#### Work order
Copy nothing but the lines below running from the line containing "Target: fluffy fur" through the line containing "Reviewer note: verify that each instance of the green grass", both end lines included.

::::

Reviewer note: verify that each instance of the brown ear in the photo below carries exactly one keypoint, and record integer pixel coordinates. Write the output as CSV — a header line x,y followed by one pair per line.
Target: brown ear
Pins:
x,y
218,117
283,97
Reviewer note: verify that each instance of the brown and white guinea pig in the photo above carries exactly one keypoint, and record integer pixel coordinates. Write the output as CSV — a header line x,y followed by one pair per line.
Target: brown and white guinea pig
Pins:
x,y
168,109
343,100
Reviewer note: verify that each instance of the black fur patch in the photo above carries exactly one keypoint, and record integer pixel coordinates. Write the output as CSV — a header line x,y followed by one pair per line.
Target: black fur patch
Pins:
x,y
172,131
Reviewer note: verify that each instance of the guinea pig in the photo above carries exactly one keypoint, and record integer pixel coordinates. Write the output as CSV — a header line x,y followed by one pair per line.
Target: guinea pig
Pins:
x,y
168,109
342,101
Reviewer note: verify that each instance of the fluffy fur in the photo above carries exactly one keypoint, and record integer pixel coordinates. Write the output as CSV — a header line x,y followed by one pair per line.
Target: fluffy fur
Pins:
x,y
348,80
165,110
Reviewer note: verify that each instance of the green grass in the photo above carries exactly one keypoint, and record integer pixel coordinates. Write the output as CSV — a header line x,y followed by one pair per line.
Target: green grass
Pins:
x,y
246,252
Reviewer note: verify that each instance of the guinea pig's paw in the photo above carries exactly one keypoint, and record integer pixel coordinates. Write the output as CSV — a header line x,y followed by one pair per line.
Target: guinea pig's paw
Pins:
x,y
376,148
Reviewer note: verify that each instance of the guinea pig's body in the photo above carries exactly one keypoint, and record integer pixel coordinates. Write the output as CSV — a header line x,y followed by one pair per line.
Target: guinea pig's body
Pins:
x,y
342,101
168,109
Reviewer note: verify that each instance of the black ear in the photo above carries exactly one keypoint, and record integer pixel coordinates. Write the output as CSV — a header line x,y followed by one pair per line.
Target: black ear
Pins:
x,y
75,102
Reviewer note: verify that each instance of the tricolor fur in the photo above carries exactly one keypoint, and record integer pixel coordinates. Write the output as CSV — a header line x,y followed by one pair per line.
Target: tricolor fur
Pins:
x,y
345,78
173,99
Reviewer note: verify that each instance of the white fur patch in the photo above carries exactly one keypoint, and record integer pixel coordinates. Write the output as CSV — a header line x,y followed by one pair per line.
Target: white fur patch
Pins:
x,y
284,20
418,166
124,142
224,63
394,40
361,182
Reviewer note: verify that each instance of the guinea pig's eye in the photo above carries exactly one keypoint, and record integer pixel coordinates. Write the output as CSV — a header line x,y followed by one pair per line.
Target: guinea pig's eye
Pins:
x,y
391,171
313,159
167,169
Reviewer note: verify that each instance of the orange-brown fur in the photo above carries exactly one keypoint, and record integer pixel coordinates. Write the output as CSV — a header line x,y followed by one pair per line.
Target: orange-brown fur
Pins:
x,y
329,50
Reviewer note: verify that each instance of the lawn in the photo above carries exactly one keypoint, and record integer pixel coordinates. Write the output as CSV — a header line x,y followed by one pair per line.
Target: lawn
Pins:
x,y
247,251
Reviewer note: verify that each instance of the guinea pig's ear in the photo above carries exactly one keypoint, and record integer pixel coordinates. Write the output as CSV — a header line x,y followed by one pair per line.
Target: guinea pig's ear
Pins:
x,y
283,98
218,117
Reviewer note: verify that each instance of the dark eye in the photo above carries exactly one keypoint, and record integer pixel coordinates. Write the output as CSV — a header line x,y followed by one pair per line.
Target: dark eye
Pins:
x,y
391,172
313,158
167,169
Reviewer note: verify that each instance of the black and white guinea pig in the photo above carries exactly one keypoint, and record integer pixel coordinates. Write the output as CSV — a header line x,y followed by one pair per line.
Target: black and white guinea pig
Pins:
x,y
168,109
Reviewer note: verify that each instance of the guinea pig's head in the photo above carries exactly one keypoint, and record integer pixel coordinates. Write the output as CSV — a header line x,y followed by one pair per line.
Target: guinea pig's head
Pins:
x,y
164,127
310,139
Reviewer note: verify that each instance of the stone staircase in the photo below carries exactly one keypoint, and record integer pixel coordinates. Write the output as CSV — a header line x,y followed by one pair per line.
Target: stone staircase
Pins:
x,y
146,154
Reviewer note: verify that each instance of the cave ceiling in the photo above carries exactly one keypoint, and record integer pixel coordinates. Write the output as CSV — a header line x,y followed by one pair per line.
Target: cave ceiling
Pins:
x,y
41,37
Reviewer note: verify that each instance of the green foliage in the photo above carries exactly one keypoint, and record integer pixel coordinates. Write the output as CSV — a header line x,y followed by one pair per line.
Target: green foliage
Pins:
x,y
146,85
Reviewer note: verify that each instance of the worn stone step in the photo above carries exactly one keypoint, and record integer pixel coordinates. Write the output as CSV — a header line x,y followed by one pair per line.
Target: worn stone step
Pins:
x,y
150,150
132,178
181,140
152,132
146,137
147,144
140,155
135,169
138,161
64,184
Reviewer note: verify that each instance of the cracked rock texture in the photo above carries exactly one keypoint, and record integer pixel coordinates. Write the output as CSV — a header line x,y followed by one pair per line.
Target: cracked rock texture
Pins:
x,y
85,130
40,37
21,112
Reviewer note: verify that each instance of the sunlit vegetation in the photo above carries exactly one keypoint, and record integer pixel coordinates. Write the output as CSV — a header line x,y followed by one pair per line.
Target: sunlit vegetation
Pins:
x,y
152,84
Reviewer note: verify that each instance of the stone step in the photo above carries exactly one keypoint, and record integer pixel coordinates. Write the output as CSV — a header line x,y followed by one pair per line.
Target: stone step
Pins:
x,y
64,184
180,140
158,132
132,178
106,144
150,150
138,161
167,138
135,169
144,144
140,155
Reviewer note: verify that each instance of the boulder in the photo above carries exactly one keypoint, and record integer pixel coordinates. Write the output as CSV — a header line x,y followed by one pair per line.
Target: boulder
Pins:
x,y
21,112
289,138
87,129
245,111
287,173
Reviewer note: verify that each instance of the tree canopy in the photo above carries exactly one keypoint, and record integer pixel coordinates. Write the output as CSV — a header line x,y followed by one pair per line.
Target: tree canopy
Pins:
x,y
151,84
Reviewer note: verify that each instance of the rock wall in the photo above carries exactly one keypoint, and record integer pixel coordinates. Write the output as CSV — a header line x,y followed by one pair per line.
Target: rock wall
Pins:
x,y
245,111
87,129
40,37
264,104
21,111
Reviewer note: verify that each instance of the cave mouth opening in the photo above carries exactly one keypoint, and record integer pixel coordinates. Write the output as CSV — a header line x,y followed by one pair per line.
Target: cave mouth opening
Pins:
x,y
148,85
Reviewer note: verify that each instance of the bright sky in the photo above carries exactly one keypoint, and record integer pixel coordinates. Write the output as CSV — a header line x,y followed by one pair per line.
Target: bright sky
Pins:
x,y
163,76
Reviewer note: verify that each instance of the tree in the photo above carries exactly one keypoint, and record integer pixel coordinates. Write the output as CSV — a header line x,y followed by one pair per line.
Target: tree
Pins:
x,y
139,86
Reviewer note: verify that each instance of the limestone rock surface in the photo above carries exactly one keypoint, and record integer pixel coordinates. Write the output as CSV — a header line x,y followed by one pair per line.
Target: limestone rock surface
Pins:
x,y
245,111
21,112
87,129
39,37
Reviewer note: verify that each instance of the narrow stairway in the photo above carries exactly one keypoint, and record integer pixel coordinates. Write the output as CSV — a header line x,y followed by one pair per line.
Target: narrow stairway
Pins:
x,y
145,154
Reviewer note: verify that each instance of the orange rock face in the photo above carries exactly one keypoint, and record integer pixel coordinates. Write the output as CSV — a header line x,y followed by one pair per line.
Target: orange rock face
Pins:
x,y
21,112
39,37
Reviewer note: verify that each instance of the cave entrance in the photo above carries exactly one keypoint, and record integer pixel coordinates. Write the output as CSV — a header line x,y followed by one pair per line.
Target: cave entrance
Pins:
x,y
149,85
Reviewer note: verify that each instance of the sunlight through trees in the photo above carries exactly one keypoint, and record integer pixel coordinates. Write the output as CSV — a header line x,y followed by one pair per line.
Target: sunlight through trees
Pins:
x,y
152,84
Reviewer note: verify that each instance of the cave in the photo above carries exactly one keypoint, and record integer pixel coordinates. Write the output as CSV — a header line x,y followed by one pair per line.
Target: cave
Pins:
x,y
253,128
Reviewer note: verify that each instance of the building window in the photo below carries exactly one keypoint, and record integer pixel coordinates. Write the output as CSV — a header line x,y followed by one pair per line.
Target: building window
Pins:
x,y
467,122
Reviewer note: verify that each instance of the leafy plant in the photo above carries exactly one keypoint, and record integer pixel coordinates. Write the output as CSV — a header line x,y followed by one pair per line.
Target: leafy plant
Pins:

::::

#### Task answer
Target: fluffy fur
Pins:
x,y
348,80
165,110
Reviewer note: verify that each instance of the green grass in the photo above carries exactly one keypoint, and record integer pixel coordinates. Write the output as CSV — a header line x,y followed by one pair per line.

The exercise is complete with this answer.